Data items
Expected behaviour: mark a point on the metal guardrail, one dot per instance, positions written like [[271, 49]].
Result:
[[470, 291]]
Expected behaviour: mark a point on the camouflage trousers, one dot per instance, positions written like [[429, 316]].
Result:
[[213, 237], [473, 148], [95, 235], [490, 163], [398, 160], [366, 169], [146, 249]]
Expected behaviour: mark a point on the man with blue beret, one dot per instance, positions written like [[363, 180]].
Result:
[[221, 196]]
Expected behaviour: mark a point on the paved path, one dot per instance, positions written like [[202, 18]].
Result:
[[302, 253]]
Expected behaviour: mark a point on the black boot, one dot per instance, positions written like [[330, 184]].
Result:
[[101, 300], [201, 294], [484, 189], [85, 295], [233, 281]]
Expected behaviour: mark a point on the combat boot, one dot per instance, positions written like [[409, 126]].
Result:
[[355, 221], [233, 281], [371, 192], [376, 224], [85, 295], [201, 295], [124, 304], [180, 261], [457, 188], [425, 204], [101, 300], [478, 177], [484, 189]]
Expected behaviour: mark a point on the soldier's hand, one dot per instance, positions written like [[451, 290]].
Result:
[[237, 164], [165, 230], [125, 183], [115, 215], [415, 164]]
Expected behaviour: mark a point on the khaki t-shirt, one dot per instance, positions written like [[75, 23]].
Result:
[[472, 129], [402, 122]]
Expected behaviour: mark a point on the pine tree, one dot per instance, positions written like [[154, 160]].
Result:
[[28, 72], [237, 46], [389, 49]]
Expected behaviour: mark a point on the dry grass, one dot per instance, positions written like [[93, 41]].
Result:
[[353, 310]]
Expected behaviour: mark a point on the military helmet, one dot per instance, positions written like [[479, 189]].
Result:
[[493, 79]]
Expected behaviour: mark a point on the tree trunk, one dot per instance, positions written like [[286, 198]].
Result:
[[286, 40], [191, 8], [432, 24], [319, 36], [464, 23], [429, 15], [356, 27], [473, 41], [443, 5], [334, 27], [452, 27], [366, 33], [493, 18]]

WORK TO DO:
Return the lines above verbatim.

REPLY:
Expected behaviour: mark a point on the metal guardrail, one dot per instance, positions written like [[271, 49]].
Result:
[[470, 291]]
Expected behaviour: mark a point on the camouflage trousers, one dot per instance, positions written like [[429, 316]].
Result:
[[213, 237], [473, 148], [95, 235], [490, 163], [398, 160], [366, 169], [146, 249]]
Expected behaviour: mark a point on the man with blue beret, one dot per instance, positions written like [[363, 180]].
Result:
[[221, 196]]
Expected behaviour: mark a point on the paved path, one dot per instance, positions written like [[202, 18]].
Result:
[[302, 253]]
Expected behaviour: mark a point on the black boot, one dot per instance, positions written like [[330, 184]].
Result:
[[101, 300], [201, 294], [484, 189], [85, 295], [233, 281]]
Expected behaviour: mark a point on the combat boot, one dot per instance, positions written like [[409, 126]].
Result:
[[355, 221], [233, 281], [371, 192], [376, 224], [85, 295], [201, 295], [124, 304], [180, 261], [457, 188], [425, 204], [101, 300], [478, 177], [484, 189]]
Expected behaviour: mark a point on the soldier's hand, one dot per instance, positions written like [[451, 290]].
Result:
[[237, 164], [165, 230], [125, 183], [115, 215], [415, 164]]
Expected behaviour: mark a point on the khaki t-shirt, one dot per instance, positions written like [[75, 23]].
Result:
[[472, 129], [402, 122]]
Expected behaviour: mark a point on the pine tree, one dot per instance, positions written like [[154, 160]].
Result:
[[28, 72], [237, 46], [389, 49]]
Expected behaviour: mark a point on the dry grass, one dot per instance, positions written like [[93, 41]].
Result:
[[353, 310]]
Expected behaviour: mark a point on the military helmet, one dot per instance, positions written like [[479, 189]].
Result:
[[493, 79]]
Expected behaviour: mark a point on the tree trunk, one dot per instance, positions written like [[286, 198]].
Result:
[[286, 40], [191, 8], [432, 24], [319, 36], [464, 23], [429, 15], [356, 27], [473, 41], [443, 5], [334, 27], [452, 27], [366, 33], [493, 18]]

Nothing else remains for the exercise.